● **PASSAGE SHOWN**
□ □ □ □

Four members of SIUE’s NCAA Division II national runner-up men’s soccer team have been named to the Great Lakes Region All-Region team.
Senior Mike Burgund was SIUE’s only first team selection. He tied for second on the team with six goals while adding two assists on the year. The backer led the team with a .261 shooting percentage.
Juniors Kevin Thibodeau and Brian Higgins and sophomore Mike Banner received second team selections. Thibodeau notched four goals and five assists for the Cougars, including three game-winning goals. One of those game winners came over Wisconsin-Parkside in the second round of the NCAA tournament.
Higgins also had four goals and five assists with a game-winning goal over Indianapolis. Banner led the team in shots with 66, playing just 16 games for SIUE. He was second on the team with six goals and added four assists.
Burgund, Higgins, Banner, and Thibodeau were all Great Lakes Valley Conference all-conference selections. The Cougars tied the record for most wins in a season going 19-3-2 this year. SIUE will start next season with a 21-game unbeaten streak in GLVC regular season play.
Tim Bauersachs scored a career-high 20 points as SIUE toppled fourth-ranked Southern Indiana 75-70 in men’s college basketball on Saturday (12/4) at the Vadalabene Center.
The win halted streaks and continued streaks alike. SIUE had not defeated Southern Indiana in 13 consecutive games dating back to Jan. 8, 1998, when the Cougars defeated then No. 1-Southern Indiana 96-86.

□ □ □ □

● **INPUT DATA**

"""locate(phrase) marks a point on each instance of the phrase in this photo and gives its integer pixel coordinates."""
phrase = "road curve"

□ □ □ □

Copy out the entire SIUE sports report above word for word, changing nothing.

● **EXPECTED ANSWER**
Four members of SIUE’s NCAA Division II national runner-up men’s soccer team have been named to the Great Lakes Region All-Region team.
Senior Mike Burgund was SIUE’s only first team selection. He tied for second on the team with six goals while adding two assists on the year. The backer led the team with a .261 shooting percentage.
Juniors Kevin Thibodeau and Brian Higgins and sophomore Mike Banner received second team selections. Thibodeau notched four goals and five assists for the Cougars, including three game-winning goals. One of those game winners came over Wisconsin-Parkside in the second round of the NCAA tournament.
Higgins also had four goals and five assists with a game-winning goal over Indianapolis. Banner led the team in shots with 66, playing just 16 games for SIUE. He was second on the team with six goals and added four assists.
Burgund, Higgins, Banner, and Thibodeau were all Great Lakes Valley Conference all-conference selections. The Cougars tied the record for most wins in a season going 19-3-2 this year. SIUE will start next season with a 21-game unbeaten streak in GLVC regular season play.
Tim Bauersachs scored a career-high 20 points as SIUE toppled fourth-ranked Southern Indiana 75-70 in men’s college basketball on Saturday (12/4) at the Vadalabene Center.
The win halted streaks and continued streaks alike. SIUE had not defeated Southern Indiana in 13 consecutive games dating back to Jan. 8, 1998, when the Cougars defeated then No. 1-Southern Indiana 96-86.